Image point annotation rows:
= = =
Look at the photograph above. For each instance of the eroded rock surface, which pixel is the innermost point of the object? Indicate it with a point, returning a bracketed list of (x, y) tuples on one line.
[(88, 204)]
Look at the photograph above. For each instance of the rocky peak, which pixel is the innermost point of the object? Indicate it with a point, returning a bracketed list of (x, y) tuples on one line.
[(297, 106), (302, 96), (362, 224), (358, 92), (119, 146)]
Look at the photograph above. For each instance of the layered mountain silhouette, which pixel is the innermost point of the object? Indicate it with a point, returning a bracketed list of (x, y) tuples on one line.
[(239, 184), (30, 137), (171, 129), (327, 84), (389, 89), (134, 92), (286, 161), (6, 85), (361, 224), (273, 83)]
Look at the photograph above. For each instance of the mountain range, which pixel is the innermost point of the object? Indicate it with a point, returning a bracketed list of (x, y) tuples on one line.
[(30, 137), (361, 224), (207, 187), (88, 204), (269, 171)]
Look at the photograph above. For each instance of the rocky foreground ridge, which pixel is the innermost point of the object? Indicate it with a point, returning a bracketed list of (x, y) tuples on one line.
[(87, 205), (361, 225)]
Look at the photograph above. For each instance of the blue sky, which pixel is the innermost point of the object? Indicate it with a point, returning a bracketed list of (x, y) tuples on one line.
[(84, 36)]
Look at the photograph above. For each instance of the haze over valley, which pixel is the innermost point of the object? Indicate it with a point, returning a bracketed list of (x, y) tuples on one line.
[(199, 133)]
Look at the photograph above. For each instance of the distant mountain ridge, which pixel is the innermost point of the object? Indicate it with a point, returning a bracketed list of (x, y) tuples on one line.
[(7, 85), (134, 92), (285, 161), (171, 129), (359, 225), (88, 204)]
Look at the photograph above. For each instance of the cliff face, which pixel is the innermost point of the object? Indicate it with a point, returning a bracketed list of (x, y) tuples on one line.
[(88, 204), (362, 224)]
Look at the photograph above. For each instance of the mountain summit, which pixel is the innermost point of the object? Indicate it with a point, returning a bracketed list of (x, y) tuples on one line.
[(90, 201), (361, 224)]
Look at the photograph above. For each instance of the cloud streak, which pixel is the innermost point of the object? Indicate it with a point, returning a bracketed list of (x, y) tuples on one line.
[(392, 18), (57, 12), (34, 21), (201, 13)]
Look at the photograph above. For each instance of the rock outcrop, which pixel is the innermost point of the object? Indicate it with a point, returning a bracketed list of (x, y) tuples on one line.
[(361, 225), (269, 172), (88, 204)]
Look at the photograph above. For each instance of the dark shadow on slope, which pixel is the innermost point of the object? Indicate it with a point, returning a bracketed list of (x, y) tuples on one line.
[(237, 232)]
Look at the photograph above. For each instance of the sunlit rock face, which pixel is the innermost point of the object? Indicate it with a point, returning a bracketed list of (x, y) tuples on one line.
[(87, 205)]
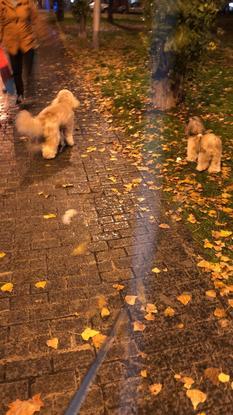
= = =
REQUIRED WORK: Write out all the rows again with "photograph" switched to "image" and nothing else altered. Leave the pictures out of your answer.

ANSWER FOR THE TASK:
Look at the image above. For each instance of the eroded rock surface, which pixel is the innermost point of the object? Indicate it with a point, returning a bracketed list of (x, y) tuples on one line.
[(88, 204)]
Look at the image above. For each instance of the rocky peak, which pixel is the innermost point of the object? Indicate it with a point, returning a bracketed list of (x, y) tuples on one line.
[(297, 106), (302, 96), (362, 224), (358, 92), (119, 146)]
Look at the image above. For each instance of the layered mountain silhouette, which pixel is the innermost point of the object? Indicate it with a point, returning a bracketed list of (x, y) tuples on one line.
[(239, 184), (30, 137), (171, 129), (327, 84), (389, 89), (134, 92), (286, 161), (6, 85), (361, 224), (273, 83)]
Look at the image above. For each instance of the mountain range, which pixel is the innermost point of the object? Indicate it with a point, returning a bracketed list of (x, y) tuples on one line.
[(30, 137), (361, 224), (207, 187), (88, 204), (269, 171)]
Look at the image above. For each instance of the rocky foreground ridge, which pixel is the innermost point of the object? Indicate it with a point, returning a bracketed list of (x, y) tuples on one line.
[(87, 205), (361, 225)]
Look at the image above. For each instance of the blue sky, which pixel is the innermost point of the object? Indicate it with a point, returning a bracketed list of (x, y) tuples on one line.
[(84, 36)]
Look at the image above. For each instance of the haze over valley, which pixel is the innermost point of the object? Indicate it with a point, returning a bracketed list of (x, y) tuples on one line.
[(199, 133)]
Look at the image above. For each instance of the distant mountain ridge, which pixel is the innermost point of the object? Indicate it with a point, returning a bracketed list of (x, y) tuples on one line.
[(7, 85), (134, 92), (285, 161), (171, 129), (359, 225), (88, 204)]
Look at the image above. For each instance of the cliff face, which pixel is the innermost point of the object? Indicate it with a point, returning a bracketed list of (x, y) tuples on one line.
[(88, 204), (362, 224)]
Look at the image above. For each instance of the mountain summit, which pixel is the innermost point of the object? Indicate it with a point, returning a bracketed list of (x, y) tuples on one line.
[(90, 201), (361, 224)]
Look at the image above. For each instance of the cloud streak, which pixel is the innermost point of the object? Indicate it with a point, returning a bracketed list of (x, y) tuples on one line.
[(392, 18), (57, 12), (34, 21), (201, 13)]
Look at the image above. For each instance of the rock outcrop, which pixel is the innermost point of the object? Indicate it with a point, returning a bracketed list of (x, y) tuples on one line.
[(361, 225), (269, 172), (88, 204)]
Look at the image above. For each instance of the dark shadow on slope, which pixel is the innermost point of the object? Indicate it with a point, returning a bracketed list of (x, y) tuples on one line.
[(237, 232)]
Look at the image above. For each instance of the sunlit rock face, which pixel is the innermost point of the object? Indicate it with a point, returning a bracketed list of (x, y) tuples on one line.
[(87, 205)]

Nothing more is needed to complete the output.